"Girl" was the final single released from the Time's debut album.  Like most of the album, the song was recorded in Prince's home studio in April 1981, and was produced, arranged, composed and performed by Prince with Morris Day later adding his lead vocals. The single reached number 49 on the U.S. R&B singles chart.

The tender ballad is built around the piano and synthesizers and features live drumming and bass.  The emotional lyrics delivered by Day tell of a difficult breakup and that he is still in love with the song's subject.  Prince's backing vocals are unmistakable, especially in the chorus.

The U.S. 7" single was backed with an edit of album track, "The Stick", a funky number which was written by Revolution member Lisa Coleman (uncredited), who also provided background vocals.  Another uncredited Revolution member was Doctor Fink, who provided synthesizer solos for the track.  A 12" single was not released.

Set task A. Give the text of the passage about the single "Girl" between "The tender ballad" and "in the chorus.", inclusive, substituting "gentle ballad" for "tender ballad".
Set task B. According to the passage about the single "Girl", what position did the single reach on the U.S. R&B singles chart?
The entries after this passage are separate material, unrelated to the passage about the single "Girl".

Point annotation dataset entries.

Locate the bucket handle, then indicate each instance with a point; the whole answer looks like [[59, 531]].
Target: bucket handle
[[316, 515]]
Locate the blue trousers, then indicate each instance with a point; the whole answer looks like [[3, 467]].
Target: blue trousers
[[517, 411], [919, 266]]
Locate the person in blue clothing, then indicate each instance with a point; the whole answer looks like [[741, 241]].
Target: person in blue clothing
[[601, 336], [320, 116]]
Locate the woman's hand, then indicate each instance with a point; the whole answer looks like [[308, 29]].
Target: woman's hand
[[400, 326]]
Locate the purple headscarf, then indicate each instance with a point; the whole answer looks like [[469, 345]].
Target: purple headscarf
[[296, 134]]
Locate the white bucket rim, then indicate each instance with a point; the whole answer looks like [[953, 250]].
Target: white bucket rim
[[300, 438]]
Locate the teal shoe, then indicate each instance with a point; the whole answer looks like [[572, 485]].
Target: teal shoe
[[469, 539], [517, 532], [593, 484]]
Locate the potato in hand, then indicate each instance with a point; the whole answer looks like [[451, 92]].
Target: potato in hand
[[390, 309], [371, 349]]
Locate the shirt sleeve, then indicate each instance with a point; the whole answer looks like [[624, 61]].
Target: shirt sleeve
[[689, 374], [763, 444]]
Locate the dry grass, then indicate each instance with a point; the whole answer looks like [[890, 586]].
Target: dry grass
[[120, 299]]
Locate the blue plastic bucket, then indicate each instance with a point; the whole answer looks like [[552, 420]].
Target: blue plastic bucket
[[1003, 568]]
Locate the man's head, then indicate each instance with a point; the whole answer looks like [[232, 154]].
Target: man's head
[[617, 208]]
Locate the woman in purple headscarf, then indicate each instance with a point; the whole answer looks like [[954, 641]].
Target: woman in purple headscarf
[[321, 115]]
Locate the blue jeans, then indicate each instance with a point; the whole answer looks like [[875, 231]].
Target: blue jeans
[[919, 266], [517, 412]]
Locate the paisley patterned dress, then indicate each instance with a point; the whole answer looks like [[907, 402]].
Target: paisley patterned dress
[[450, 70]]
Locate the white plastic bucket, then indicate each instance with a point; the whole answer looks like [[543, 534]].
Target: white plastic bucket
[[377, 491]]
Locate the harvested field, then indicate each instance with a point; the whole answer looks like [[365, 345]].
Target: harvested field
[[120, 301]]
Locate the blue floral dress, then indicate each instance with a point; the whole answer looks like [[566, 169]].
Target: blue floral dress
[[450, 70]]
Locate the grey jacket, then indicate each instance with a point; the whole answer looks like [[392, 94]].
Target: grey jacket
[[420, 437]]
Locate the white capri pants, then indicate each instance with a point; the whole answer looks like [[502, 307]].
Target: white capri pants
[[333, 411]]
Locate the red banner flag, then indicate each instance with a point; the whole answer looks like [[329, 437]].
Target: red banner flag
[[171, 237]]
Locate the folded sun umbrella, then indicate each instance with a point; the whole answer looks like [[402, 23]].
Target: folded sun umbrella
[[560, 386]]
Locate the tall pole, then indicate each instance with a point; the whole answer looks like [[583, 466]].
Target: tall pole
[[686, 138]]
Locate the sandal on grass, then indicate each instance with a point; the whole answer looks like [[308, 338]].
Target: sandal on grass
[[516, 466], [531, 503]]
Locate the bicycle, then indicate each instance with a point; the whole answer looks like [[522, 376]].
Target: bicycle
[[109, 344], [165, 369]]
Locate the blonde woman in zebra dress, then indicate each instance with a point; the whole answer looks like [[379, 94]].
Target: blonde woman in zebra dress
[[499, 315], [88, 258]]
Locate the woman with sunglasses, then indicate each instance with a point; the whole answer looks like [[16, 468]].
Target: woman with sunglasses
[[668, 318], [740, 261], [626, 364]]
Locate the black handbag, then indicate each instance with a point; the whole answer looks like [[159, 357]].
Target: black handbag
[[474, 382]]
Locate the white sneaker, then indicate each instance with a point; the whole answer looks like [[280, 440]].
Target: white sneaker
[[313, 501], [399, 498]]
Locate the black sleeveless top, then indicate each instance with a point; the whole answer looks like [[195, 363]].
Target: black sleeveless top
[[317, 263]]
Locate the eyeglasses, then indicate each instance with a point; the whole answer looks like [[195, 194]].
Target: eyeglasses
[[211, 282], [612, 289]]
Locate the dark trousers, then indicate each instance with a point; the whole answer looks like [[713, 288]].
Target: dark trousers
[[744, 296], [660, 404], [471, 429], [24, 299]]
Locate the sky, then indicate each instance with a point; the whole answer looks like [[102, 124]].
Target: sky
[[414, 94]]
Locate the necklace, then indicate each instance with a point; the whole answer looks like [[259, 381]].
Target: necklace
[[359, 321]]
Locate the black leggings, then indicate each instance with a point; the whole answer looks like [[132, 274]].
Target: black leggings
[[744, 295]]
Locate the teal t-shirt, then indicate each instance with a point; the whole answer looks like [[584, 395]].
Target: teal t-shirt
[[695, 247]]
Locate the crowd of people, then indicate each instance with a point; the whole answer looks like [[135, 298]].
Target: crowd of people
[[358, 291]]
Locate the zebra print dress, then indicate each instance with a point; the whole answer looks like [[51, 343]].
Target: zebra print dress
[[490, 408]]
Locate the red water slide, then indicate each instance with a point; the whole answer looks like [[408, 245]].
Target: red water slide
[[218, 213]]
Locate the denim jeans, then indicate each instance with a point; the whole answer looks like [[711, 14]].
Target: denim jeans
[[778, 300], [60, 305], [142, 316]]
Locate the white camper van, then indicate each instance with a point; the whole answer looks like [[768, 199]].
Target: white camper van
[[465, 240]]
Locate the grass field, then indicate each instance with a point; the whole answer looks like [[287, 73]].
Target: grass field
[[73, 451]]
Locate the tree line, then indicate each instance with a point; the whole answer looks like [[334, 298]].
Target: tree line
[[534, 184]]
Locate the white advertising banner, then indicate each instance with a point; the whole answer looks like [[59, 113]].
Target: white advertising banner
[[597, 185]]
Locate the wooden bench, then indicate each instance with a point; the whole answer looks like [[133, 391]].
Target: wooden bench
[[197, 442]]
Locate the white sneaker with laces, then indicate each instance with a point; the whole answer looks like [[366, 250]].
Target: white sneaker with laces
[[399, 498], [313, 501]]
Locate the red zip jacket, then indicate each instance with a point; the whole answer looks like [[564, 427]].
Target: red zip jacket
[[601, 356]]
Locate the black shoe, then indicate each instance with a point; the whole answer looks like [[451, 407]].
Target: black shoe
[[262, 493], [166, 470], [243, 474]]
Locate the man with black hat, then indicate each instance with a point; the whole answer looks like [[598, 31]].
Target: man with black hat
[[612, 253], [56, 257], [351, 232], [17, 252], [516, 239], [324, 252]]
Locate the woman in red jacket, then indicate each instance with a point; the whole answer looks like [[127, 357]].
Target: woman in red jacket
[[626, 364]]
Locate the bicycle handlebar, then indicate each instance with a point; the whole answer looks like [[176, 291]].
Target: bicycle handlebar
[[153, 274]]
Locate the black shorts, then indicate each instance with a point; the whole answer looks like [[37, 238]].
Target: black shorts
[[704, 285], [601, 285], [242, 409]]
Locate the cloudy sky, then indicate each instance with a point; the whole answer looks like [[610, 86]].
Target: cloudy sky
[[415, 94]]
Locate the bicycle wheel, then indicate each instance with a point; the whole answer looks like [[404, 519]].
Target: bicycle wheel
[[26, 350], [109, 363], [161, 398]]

Task answer A.
The gentle ballad is built around the piano and synthesizers and features live drumming and bass.  The emotional lyrics delivered by Day tell of a difficult breakup and that he is still in love with the song's subject.  Prince's backing vocals are unmistakable, especially in the chorus.

Task answer B. Number 49.